● **Data under study**:
+---+

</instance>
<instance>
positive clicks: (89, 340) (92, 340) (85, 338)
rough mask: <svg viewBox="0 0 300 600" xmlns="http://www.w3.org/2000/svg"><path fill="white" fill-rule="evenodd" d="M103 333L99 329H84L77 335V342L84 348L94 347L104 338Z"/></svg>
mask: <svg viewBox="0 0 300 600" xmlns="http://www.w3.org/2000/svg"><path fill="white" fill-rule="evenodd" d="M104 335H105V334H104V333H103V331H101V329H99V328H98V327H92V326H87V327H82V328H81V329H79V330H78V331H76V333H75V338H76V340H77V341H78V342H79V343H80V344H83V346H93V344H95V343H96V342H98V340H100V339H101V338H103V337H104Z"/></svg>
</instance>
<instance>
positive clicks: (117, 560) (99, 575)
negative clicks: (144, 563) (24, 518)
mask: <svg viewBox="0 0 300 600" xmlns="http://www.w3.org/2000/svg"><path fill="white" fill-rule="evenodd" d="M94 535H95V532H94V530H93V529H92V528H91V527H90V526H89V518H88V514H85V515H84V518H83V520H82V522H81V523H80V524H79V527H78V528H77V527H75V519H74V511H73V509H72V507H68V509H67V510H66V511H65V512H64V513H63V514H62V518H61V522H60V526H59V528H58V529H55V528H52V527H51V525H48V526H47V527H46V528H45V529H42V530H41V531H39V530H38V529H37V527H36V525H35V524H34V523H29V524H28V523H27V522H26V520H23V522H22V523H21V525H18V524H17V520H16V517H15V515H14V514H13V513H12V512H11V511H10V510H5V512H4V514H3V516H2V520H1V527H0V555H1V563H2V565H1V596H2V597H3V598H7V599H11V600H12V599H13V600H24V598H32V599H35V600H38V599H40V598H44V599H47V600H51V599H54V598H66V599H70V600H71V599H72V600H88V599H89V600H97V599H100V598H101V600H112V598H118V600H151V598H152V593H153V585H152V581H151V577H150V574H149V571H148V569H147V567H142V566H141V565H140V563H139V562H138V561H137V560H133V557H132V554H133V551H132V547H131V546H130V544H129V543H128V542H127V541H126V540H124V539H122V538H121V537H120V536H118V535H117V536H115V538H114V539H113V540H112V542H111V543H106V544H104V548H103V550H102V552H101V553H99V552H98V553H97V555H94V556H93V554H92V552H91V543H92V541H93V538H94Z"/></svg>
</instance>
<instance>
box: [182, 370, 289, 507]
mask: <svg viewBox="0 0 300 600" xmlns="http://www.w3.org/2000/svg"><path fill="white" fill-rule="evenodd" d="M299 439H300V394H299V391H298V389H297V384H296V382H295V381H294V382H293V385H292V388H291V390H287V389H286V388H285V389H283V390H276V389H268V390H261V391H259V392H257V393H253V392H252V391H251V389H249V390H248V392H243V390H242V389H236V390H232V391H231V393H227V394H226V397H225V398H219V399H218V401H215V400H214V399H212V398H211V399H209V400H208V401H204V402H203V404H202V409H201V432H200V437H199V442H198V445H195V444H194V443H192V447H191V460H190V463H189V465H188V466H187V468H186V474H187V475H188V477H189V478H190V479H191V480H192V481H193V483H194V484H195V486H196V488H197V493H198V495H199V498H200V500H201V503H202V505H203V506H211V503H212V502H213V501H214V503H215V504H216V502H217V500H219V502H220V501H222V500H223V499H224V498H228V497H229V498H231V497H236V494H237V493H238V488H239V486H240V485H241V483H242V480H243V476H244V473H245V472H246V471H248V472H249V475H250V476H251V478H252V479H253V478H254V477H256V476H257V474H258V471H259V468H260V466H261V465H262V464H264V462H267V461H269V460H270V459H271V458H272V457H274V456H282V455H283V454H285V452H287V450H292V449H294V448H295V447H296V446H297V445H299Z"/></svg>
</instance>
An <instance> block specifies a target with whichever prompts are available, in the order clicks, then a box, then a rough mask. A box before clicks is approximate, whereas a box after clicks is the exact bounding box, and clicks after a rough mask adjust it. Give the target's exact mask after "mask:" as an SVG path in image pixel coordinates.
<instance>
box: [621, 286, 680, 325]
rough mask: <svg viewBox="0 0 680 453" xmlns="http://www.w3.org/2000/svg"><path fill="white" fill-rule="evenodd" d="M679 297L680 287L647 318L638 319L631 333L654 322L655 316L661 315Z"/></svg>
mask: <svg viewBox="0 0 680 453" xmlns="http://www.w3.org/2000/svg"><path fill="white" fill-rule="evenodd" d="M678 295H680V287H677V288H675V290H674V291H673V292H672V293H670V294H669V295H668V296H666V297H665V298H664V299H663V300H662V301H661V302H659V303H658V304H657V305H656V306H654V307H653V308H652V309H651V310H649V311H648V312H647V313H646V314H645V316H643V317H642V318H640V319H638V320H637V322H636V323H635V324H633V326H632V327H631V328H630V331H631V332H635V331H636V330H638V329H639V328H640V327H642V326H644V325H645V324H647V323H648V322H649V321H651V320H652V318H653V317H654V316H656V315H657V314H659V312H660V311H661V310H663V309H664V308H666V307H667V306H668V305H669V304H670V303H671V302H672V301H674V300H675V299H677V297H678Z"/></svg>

+---+

● **Assignment**: Collect each line in the rows above that contains the string "positive" and copy those lines in full.

● **Your response**:
positive clicks: (89, 340) (92, 340) (85, 338)
positive clicks: (117, 560) (99, 575)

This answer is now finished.